[Reading passage]:
School/department Department of English
Faculty Faculty of Arts

Description including Unit Aims

This unit explores the work of a wide range of Victorian poets grappling with issues of doubt and dissent, belief and non-belief, and reports of the death of God. Questions about belief during the nineteenth century came up against provocative and newly-defined divisions in knowledge. Coinciding with central concerns about class, race, and the expression of sexuality, Victorian poets and critics found themselves wondering not only what they could or should believe, but what the nature of belief itself meant for human life. Touching on key debates surrounding Biblical Exegesis and Tractarianism, Darwinism and Natural Theology, and questions about death and the afterlife, the unit will focus on the close analysis of poetry and poetic form, and examine innovative developments in poetic voice, the artistic and social functions of the poet, and poetry as itself an invitation to self-awareness, productive confusion, doubt, retreat, dissent, belief, and praise.

[Recorded data]:
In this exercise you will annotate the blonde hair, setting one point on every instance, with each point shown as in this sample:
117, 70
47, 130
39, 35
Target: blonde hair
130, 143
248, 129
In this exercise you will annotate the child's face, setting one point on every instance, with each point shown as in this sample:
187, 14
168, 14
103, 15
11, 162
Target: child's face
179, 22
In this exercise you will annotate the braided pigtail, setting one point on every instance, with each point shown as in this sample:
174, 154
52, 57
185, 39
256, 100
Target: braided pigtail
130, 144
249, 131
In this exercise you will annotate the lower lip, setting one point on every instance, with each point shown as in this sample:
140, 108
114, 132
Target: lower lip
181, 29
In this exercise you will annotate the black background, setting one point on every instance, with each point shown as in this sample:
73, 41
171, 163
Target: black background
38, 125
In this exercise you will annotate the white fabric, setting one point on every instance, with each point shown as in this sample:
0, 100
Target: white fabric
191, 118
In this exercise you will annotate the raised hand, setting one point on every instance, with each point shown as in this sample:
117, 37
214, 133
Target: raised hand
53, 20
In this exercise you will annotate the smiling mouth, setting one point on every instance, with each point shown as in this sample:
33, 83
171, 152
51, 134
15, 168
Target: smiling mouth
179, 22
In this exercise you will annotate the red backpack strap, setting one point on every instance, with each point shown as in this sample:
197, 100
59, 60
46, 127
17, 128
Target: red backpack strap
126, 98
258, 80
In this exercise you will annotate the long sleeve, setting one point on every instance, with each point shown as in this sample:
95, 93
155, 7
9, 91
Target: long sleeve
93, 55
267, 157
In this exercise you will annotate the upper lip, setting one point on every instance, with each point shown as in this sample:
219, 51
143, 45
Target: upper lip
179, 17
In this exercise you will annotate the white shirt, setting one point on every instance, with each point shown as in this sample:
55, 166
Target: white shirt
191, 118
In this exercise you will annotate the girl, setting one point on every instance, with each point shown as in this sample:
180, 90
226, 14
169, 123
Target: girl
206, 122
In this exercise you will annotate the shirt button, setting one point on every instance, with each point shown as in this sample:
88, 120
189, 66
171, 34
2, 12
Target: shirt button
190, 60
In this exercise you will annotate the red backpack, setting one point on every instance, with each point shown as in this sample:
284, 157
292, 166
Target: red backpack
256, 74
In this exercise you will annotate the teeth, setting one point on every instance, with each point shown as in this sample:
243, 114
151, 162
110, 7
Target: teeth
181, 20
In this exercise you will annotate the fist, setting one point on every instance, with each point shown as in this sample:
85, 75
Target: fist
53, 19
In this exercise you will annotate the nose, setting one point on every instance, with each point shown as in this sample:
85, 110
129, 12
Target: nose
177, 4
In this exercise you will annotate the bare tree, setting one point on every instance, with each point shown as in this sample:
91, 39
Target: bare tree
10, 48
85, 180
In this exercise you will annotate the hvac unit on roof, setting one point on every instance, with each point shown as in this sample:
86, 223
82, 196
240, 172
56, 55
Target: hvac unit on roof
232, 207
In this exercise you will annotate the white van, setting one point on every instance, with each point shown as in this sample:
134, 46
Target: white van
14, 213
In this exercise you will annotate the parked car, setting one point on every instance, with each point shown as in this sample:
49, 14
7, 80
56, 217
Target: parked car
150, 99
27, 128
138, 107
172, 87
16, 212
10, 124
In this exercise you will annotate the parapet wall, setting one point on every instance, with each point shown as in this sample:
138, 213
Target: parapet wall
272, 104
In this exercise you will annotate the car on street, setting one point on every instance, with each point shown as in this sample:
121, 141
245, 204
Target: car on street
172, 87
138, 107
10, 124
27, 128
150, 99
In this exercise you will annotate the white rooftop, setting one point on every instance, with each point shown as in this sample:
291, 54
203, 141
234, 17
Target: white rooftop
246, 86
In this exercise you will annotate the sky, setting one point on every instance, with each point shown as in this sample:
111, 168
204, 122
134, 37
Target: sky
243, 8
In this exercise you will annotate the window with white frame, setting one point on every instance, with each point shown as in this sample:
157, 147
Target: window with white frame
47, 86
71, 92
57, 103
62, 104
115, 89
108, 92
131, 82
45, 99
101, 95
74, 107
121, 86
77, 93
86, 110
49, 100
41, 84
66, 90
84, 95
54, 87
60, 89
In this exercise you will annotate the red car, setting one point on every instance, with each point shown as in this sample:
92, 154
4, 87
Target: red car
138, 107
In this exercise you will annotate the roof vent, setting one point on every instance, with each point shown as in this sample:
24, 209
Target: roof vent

[Problem details]: Please copy out the whole Victorian poetry unit description from above, word for word, including the department and faculty lines at its start.

[Output of the exercise]:
School/department Department of English
Faculty Faculty of Arts

Description including Unit Aims

This unit explores the work of a wide range of Victorian poets grappling with issues of doubt and dissent, belief and non-belief, and reports of the death of God. Questions about belief during the nineteenth century came up against provocative and newly-defined divisions in knowledge. Coinciding with central concerns about class, race, and the expression of sexuality, Victorian poets and critics found themselves wondering not only what they could or should believe, but what the nature of belief itself meant for human life. Touching on key debates surrounding Biblical Exegesis and Tractarianism, Darwinism and Natural Theology, and questions about death and the afterlife, the unit will focus on the close analysis of poetry and poetic form, and examine innovative developments in poetic voice, the artistic and social functions of the poet, and poetry as itself an invitation to self-awareness, productive confusion, doubt, retreat, dissent, belief, and praise.